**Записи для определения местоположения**
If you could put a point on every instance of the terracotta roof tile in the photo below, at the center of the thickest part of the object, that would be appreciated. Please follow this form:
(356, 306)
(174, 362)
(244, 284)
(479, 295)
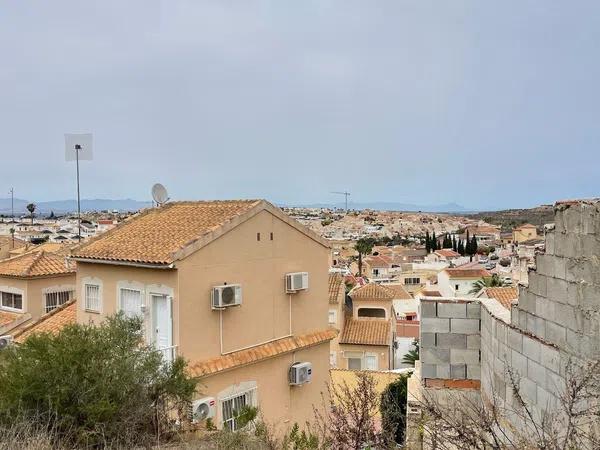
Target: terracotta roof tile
(52, 322)
(155, 235)
(504, 295)
(259, 353)
(337, 288)
(374, 291)
(366, 332)
(468, 273)
(7, 317)
(36, 264)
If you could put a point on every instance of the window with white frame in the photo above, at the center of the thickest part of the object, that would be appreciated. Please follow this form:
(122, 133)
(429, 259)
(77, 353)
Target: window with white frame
(56, 299)
(130, 302)
(354, 360)
(332, 317)
(371, 361)
(11, 300)
(92, 297)
(233, 406)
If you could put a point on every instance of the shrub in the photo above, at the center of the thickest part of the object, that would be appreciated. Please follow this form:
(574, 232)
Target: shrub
(393, 411)
(94, 385)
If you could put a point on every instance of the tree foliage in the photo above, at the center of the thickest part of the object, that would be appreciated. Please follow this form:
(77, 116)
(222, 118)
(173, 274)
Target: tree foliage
(94, 385)
(393, 411)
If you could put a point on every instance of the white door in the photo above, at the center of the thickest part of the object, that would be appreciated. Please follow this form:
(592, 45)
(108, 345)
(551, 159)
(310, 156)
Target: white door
(163, 324)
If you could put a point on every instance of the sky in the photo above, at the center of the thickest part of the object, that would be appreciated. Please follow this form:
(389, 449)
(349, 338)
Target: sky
(485, 104)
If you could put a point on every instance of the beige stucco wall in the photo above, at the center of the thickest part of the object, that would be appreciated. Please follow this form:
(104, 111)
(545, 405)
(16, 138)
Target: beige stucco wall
(260, 267)
(279, 403)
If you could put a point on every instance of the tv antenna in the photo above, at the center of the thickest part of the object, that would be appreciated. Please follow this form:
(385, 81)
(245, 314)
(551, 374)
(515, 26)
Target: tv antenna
(78, 147)
(160, 194)
(345, 194)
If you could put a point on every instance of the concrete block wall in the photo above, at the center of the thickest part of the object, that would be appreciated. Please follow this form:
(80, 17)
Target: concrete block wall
(562, 302)
(450, 339)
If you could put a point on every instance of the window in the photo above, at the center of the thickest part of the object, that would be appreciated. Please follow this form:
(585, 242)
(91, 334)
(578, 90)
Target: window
(131, 302)
(371, 312)
(12, 301)
(92, 297)
(354, 363)
(354, 360)
(332, 317)
(232, 406)
(56, 299)
(371, 362)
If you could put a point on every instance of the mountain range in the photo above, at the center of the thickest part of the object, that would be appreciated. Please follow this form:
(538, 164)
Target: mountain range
(66, 206)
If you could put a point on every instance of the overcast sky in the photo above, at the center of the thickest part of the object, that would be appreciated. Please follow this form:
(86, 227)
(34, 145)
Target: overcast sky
(487, 104)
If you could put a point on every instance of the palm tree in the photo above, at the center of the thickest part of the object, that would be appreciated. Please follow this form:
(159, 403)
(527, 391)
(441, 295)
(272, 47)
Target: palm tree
(363, 246)
(412, 355)
(493, 281)
(31, 209)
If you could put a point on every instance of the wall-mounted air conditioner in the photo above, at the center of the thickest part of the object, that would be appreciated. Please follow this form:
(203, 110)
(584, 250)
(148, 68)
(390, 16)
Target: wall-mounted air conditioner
(5, 341)
(205, 408)
(226, 296)
(300, 373)
(296, 281)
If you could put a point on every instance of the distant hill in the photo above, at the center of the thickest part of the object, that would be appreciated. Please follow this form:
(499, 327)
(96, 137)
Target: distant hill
(391, 206)
(510, 218)
(66, 206)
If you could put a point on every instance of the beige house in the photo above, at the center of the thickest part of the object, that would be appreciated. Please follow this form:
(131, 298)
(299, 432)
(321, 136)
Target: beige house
(8, 244)
(236, 287)
(524, 233)
(367, 336)
(32, 285)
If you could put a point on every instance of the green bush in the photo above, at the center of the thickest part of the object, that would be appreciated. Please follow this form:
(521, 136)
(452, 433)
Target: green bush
(94, 385)
(393, 411)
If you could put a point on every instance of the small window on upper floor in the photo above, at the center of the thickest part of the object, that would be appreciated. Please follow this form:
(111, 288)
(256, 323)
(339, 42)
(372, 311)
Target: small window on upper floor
(92, 298)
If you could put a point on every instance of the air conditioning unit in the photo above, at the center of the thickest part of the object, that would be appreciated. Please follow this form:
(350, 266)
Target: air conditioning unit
(296, 281)
(5, 341)
(205, 408)
(300, 373)
(225, 296)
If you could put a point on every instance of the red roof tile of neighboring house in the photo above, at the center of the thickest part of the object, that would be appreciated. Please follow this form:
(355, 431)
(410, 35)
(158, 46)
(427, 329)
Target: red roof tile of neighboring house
(447, 253)
(51, 322)
(504, 295)
(366, 332)
(36, 264)
(467, 273)
(259, 353)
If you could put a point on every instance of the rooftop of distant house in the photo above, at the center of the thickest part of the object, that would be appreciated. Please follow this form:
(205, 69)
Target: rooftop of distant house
(36, 264)
(366, 332)
(504, 295)
(161, 236)
(467, 273)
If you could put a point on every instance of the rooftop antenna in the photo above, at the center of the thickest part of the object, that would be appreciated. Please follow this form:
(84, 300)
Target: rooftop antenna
(78, 147)
(345, 194)
(12, 204)
(160, 194)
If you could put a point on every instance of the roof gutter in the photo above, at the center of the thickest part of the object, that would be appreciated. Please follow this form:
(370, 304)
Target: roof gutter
(124, 263)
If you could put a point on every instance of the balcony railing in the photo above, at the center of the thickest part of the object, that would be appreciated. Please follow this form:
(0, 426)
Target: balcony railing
(168, 353)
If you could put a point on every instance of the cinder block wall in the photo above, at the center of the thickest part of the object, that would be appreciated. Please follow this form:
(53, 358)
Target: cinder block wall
(562, 302)
(450, 339)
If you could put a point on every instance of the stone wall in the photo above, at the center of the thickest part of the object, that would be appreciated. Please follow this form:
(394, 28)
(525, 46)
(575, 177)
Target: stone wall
(556, 321)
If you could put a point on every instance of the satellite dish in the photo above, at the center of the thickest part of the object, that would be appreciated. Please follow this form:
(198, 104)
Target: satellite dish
(159, 194)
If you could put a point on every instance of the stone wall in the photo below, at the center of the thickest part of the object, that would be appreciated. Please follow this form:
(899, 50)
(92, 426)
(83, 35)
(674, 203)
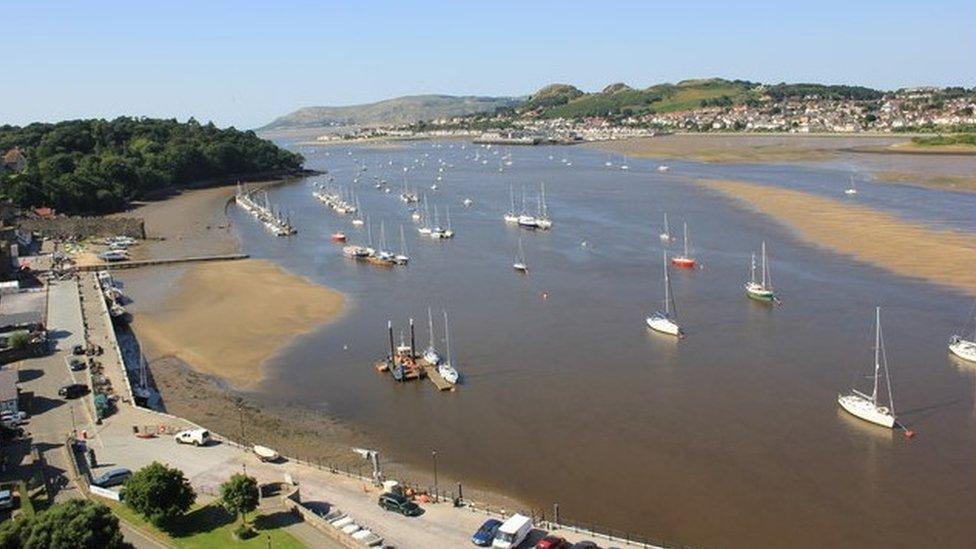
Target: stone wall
(85, 227)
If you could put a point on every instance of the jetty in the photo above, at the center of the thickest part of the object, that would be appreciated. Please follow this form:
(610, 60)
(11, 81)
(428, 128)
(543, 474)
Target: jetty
(404, 364)
(151, 262)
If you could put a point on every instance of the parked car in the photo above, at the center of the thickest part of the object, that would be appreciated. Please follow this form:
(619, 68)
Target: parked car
(76, 364)
(13, 418)
(6, 499)
(196, 437)
(73, 390)
(552, 542)
(486, 534)
(112, 478)
(399, 504)
(512, 532)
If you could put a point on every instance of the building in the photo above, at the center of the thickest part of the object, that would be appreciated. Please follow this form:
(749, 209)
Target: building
(8, 390)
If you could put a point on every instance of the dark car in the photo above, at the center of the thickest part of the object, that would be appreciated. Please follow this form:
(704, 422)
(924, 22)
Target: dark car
(399, 504)
(486, 534)
(112, 478)
(74, 390)
(552, 542)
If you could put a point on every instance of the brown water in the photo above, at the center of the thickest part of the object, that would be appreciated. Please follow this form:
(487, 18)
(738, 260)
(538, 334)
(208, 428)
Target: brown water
(730, 438)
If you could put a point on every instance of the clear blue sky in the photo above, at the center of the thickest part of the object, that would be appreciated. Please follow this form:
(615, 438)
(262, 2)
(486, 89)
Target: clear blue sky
(244, 63)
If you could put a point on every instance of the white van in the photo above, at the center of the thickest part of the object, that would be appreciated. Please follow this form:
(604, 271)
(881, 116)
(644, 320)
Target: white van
(196, 437)
(512, 532)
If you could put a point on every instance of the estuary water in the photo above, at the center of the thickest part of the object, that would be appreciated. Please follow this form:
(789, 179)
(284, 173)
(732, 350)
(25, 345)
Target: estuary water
(731, 437)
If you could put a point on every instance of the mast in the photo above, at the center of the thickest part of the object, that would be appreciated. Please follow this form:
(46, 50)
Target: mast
(765, 277)
(877, 353)
(686, 239)
(447, 337)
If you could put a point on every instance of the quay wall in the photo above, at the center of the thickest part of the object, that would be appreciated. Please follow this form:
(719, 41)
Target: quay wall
(85, 227)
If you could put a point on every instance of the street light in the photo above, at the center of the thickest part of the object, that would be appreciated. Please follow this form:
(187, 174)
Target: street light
(433, 454)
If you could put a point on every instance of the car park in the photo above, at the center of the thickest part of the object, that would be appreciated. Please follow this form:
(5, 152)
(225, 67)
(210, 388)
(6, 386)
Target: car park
(486, 533)
(552, 542)
(196, 437)
(111, 478)
(73, 390)
(399, 504)
(76, 364)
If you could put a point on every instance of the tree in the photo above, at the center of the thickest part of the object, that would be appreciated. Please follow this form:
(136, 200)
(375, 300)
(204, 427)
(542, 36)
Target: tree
(239, 495)
(74, 524)
(159, 493)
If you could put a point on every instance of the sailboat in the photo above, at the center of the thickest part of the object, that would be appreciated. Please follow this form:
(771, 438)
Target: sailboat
(666, 322)
(866, 406)
(445, 369)
(684, 260)
(543, 221)
(760, 290)
(962, 348)
(402, 258)
(519, 264)
(666, 235)
(430, 354)
(511, 216)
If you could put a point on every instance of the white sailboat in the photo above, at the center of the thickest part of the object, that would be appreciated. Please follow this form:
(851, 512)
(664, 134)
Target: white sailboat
(430, 354)
(963, 348)
(511, 216)
(402, 258)
(519, 264)
(666, 235)
(760, 290)
(445, 369)
(666, 321)
(865, 406)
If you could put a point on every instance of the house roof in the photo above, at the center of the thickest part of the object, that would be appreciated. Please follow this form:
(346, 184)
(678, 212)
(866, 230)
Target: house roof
(8, 384)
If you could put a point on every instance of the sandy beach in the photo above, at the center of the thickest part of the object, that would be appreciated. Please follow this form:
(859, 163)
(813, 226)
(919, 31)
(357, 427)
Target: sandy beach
(867, 235)
(742, 148)
(227, 318)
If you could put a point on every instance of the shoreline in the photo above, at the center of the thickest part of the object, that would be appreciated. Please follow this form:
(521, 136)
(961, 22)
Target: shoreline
(300, 430)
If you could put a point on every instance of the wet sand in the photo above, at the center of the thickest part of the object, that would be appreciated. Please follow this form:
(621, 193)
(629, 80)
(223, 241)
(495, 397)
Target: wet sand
(742, 148)
(908, 249)
(227, 318)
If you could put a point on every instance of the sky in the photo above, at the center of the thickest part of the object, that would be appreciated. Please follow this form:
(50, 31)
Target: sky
(243, 63)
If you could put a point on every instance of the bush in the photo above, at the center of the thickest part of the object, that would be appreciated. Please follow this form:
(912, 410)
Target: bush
(159, 493)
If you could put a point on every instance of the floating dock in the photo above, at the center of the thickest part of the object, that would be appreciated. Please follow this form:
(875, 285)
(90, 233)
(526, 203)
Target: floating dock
(413, 366)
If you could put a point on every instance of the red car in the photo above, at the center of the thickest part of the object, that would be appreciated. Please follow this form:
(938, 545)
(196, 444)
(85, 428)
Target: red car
(552, 542)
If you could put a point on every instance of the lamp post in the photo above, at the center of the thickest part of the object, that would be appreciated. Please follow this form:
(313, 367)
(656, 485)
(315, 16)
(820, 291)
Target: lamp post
(433, 454)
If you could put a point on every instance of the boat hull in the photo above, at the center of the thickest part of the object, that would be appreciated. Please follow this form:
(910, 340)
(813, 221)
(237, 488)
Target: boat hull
(863, 408)
(664, 325)
(963, 349)
(683, 262)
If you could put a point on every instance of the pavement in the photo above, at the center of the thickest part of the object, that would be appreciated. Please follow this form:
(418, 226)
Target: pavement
(115, 445)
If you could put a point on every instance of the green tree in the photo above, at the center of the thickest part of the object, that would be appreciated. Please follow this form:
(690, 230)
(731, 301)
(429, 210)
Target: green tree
(159, 493)
(239, 495)
(74, 524)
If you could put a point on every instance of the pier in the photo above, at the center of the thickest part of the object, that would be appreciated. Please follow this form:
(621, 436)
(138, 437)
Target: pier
(151, 262)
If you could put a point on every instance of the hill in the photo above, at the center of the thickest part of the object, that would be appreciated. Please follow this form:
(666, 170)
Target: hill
(401, 110)
(98, 166)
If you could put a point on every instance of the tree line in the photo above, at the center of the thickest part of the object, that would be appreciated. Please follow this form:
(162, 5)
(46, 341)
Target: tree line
(98, 166)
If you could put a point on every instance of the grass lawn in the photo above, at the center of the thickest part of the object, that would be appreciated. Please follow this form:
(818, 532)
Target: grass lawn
(209, 526)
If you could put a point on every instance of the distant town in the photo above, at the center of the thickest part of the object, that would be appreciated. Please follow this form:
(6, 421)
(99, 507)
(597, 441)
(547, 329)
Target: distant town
(746, 108)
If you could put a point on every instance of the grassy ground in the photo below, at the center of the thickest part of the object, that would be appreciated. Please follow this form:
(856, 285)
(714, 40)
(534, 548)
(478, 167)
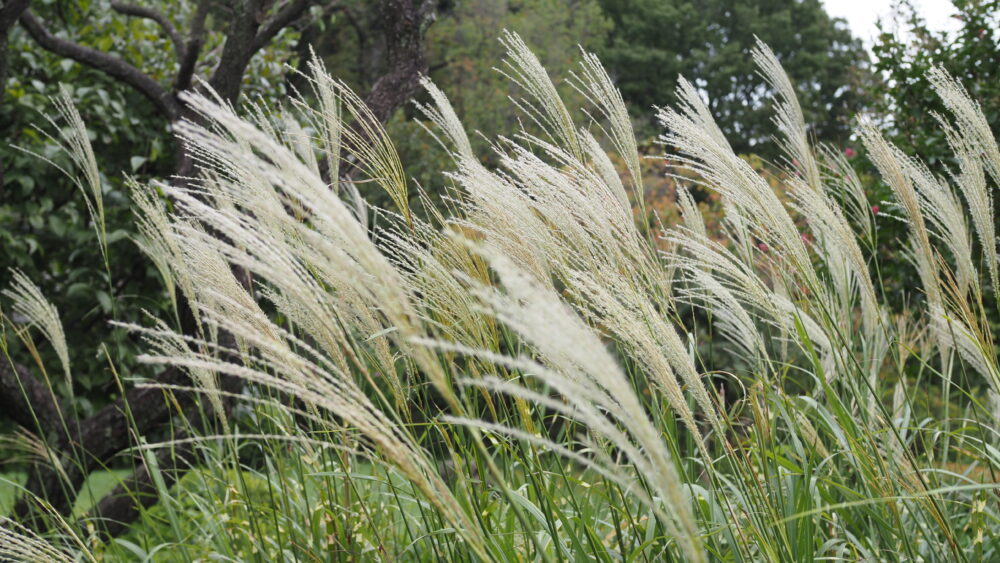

**Цель упражнения**
Сколько строк в записях выше содержат слово «beige» с учётом регистра? Укажите только число.

**Результат выполнения**
4